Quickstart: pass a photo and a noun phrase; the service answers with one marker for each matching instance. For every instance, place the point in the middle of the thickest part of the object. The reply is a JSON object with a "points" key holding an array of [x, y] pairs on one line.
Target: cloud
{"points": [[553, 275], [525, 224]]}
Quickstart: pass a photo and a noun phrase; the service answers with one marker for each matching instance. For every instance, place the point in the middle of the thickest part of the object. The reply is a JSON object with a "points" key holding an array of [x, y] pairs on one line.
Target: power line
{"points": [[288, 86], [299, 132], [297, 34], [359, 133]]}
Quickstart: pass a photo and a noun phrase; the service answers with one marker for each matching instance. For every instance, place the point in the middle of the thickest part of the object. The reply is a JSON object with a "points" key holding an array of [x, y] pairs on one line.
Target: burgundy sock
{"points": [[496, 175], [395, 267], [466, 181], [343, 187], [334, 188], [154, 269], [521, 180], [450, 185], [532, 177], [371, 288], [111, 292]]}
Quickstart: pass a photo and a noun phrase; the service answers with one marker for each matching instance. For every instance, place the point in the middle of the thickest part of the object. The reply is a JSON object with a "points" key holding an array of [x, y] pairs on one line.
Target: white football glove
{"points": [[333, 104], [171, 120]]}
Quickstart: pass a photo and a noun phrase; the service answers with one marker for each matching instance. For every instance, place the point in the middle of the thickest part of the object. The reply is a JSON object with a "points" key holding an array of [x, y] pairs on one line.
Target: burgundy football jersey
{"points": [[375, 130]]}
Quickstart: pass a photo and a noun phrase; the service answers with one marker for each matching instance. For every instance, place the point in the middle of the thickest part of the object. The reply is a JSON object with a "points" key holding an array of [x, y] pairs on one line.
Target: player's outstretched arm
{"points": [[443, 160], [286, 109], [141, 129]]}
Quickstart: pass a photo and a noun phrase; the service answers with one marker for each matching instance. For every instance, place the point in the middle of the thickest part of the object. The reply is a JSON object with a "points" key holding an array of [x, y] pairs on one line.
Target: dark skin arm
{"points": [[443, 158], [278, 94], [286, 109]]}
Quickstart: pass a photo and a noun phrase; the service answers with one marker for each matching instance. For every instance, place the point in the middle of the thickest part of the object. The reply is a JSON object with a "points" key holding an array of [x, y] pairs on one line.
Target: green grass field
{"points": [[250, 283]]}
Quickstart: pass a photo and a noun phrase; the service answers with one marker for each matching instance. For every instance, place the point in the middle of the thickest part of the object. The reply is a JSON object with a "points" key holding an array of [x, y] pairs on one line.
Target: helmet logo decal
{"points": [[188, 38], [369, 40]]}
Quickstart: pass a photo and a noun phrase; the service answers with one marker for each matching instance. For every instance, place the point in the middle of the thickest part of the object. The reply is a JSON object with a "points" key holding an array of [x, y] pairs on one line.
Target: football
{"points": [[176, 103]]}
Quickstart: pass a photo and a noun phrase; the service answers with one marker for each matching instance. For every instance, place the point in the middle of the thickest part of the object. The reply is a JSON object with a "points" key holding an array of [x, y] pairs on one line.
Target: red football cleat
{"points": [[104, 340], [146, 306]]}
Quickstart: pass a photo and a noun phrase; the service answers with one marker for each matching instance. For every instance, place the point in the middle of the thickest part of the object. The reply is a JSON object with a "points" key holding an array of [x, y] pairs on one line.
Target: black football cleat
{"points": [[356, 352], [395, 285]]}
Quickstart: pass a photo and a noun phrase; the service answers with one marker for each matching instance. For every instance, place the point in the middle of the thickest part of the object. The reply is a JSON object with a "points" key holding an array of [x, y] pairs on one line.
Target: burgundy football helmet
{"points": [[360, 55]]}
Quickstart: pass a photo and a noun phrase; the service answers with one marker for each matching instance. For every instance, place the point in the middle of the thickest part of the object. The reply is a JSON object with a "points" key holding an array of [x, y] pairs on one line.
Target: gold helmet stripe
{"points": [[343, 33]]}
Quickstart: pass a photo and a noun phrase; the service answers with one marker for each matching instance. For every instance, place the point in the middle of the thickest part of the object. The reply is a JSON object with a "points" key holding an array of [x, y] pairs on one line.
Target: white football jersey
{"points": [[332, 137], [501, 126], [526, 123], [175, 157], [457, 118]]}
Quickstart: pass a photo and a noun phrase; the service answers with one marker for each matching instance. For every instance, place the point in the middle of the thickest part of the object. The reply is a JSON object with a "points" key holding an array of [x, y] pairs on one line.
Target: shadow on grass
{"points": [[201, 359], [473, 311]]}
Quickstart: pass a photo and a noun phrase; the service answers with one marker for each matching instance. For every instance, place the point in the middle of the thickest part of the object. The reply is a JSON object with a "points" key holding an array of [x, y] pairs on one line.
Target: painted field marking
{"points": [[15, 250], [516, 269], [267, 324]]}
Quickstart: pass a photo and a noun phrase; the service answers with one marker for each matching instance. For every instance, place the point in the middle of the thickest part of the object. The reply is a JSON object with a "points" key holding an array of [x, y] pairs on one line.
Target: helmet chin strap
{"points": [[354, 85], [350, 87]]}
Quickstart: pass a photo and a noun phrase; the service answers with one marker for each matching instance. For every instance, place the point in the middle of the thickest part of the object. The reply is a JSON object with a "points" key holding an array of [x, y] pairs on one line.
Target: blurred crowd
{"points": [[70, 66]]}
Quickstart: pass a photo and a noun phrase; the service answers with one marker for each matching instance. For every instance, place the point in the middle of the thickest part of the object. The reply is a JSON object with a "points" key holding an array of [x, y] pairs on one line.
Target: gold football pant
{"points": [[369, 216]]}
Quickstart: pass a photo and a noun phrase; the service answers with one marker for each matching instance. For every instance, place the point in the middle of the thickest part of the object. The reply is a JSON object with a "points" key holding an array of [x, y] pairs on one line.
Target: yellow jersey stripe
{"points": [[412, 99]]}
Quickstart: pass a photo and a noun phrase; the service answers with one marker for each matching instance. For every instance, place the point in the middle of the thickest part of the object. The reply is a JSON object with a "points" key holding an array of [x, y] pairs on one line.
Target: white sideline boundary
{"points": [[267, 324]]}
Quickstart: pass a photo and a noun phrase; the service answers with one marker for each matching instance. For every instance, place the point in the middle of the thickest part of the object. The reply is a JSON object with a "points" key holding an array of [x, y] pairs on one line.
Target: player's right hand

EXERCISE OBJECTIVE >> Provide an exact reproduction of all the entries shown above.

EXERCISE RESULT >>
Quickstart: pass a photo and a noun phrase; the service answers with one marker for each matching instance. For every instance, place the point in the middle of the thickest part of the object. The reply is a JSON object with a "points" key holding an array of [x, y] pairs on one line.
Target: cloud
{"points": [[553, 275], [525, 224]]}
Quickstart: pass a photo and a noun phrase; the service answers with one marker for each matching instance. For every instance, place the point in the middle of the thickest part of the object. The reply is a JSON object with a "points" key holding an array of [x, y] pairs on one line.
Target: power line
{"points": [[288, 86], [299, 132], [297, 34], [359, 133]]}
Quickstart: pass a photo and a noun phrase; the service answers with one marker for each matching instance. For every instance, place the point in the middle of the thickest part of the object. The reply is a JSON object with a "points" key holding an array of [x, y] pairs on one line.
Target: burgundy sock
{"points": [[496, 175], [395, 267], [466, 181], [343, 187], [334, 188], [154, 269], [521, 180], [450, 185], [532, 177], [371, 288], [111, 292]]}
Quickstart: pass a photo and a noun phrase; the service answers with one marker for each matching instance. For every instance, place the point in the middle of the thickest part of the object. The reply is a JSON object with a "points" key holding an array of [x, y] pairs on one line.
Target: white football glove
{"points": [[333, 104], [171, 120]]}
Quickstart: pass a photo and a noun phrase; the service answers with one marker for each matching instance. For every instance, place the point in the middle of the thickest part of the object. The reply is a JSON object with a "points" key holding an array of [x, y] pairs on one line.
Target: burgundy football jersey
{"points": [[375, 130]]}
Quickstart: pass a photo and a noun phrase; the service answers with one marker for each matching instance. For every instance, place the point in the middle of the thickest part of the object. The reply is a JSON object with a "points" key holding an array of [x, y] pairs on one line.
Target: player's outstretched arm
{"points": [[443, 160], [286, 109], [141, 129]]}
Quickstart: pass a photo and a noun phrase; the service answers with one marker for each matching instance. For every instance, place the point in the middle of the thickest part of the object. The reply is a JSON object with a "points" key holding an array of [x, y] pairs on one line.
Target: dark skin arm
{"points": [[443, 158], [278, 94], [286, 109]]}
Quickstart: pass a photo and a noun phrase; the service answers with one marker for each matching instance. For every instance, place the point in the middle of the thickest part of the object. The reply is a JSON object with a "points" key holding an array of [x, y] pairs on one line.
Target: green grass field
{"points": [[250, 283]]}
Quickstart: pass a photo and a noun phrase; the service answers with one marker for each matching instance. For every instance, place the point in the middle of the thickest part of the object. The reply is a JSON object with a "points" key holding an array of [x, y] pairs on one line.
Target: helmet logo decal
{"points": [[188, 38], [369, 40]]}
Quickstart: pass a photo and a noun phrase; the service answers with one marker for each matching instance. For every instance, place the point in the middle of the thickest part of the object. The reply is a JSON object with a "points" key holding an array of [x, y] pairs on one line.
Target: football
{"points": [[176, 103]]}
Quickstart: pass a photo and a noun phrase; the service answers with one marker for each matching instance. For every instance, place the point in the middle of the thickest part of the object. The reply is a JSON object with a "points" key holding an array of [x, y] pairs on one line.
Target: red football cleat
{"points": [[104, 340], [146, 306]]}
Quickstart: pass a photo and a noun phrase; the service answers with one marker for each matching instance. For every instance, place the point in the middle of the thickest part of the object. The reply is a JSON object with a "points" key holding an array of [x, y] pairs on one line.
Target: black football cleat
{"points": [[356, 352], [395, 285]]}
Quickstart: pass a photo and a noun phrase; the service answers with one marker for each matching instance. For every instance, place the point in the middle of the thickest part of the object. The reply is a JSON object with a "points" key holding an array of [x, y] pairs on one line.
Target: burgundy football helmet
{"points": [[360, 55]]}
Quickstart: pass a photo and a noun phrase; the service answers with one marker for each matching instance. For every instance, place the point in the middle of the thickest part of the object. The reply is a JSON object with a "points" key holding an array of [x, y] pairs on one line.
Target: gold helmet stripe
{"points": [[343, 33]]}
Quickstart: pass a photo and a noun phrase; the service answers with one marker for each matching instance. For every instance, place the point in the middle of the thickest part of the object. The reply is a JSON object with a "points" key holding an array of [x, y] pairs on one line.
Target: white football jersey
{"points": [[332, 137], [501, 126], [526, 123], [175, 157], [457, 118]]}
Quickstart: pass a photo and a noun phrase; the service answers with one marker for each matching instance. For every instance, place the point in the middle of the thickest part of the object. The reply is a JSON object with a "points" key holding an array of [x, y] pairs on one line.
Target: shadow on grass
{"points": [[201, 359], [473, 311]]}
Quickstart: pass a photo and a noun phrase; the service answers with one marker for each matching instance. For every instance, place the point in the middle of the thickest part of the object. The reply is a JSON object with a "points" key holding an array of [x, y] pairs on one line.
Target: painted field marking
{"points": [[15, 250], [516, 269], [267, 324]]}
Quickstart: pass a photo and a noun phrase; the service answers with one marker for each matching instance. For every instance, place the point in the middle of the thickest part of the object. The reply is a JSON object with a "points" key holding an array of [x, y] pairs on one line.
Target: helmet chin strap
{"points": [[354, 85], [350, 87]]}
Quickstart: pass a photo and a noun phrase; the service answers with one marker for each matching instance. For every instance, place the point in the middle of the thickest part of the object. The reply is a JSON object with a "points" key holding an array of [x, y] pairs on one line.
Target: blurred crowd
{"points": [[70, 66]]}
Quickstart: pass a photo and a noun phrase; the service answers with one marker for each matching instance. For every instance, place the point in the middle of the thickest part of the object. The reply is a JSON object with a "points" key holding an array of [x, y] pairs on one line.
Target: gold football pant
{"points": [[369, 216]]}
Quickstart: pass a photo and a noun phrase; the service answers with one marker for each matching instance. For every instance, place the point in the middle of the thickest part of the object. The reply is a JSON object with a "points" key holding an array of [x, y] pairs on one line.
Target: yellow jersey stripe
{"points": [[412, 99]]}
Quickstart: pass a photo and a noun phrase; the service answers with one marker for each matching instance. For every instance, place the point in the middle of the thickest part of the object. The reply is a JSON object with a "points" key holding an array of [x, y] pairs on one line.
Target: white sideline boundary
{"points": [[267, 324]]}
Quickstart: pass a photo and a noun phrase; the service answers with one marker for each matching instance. For every instance, place the point in the middle of the thickest part of the object. The reply is a JSON object with a "points" key holding an array of [x, y] pairs on one line.
Target: player's right hand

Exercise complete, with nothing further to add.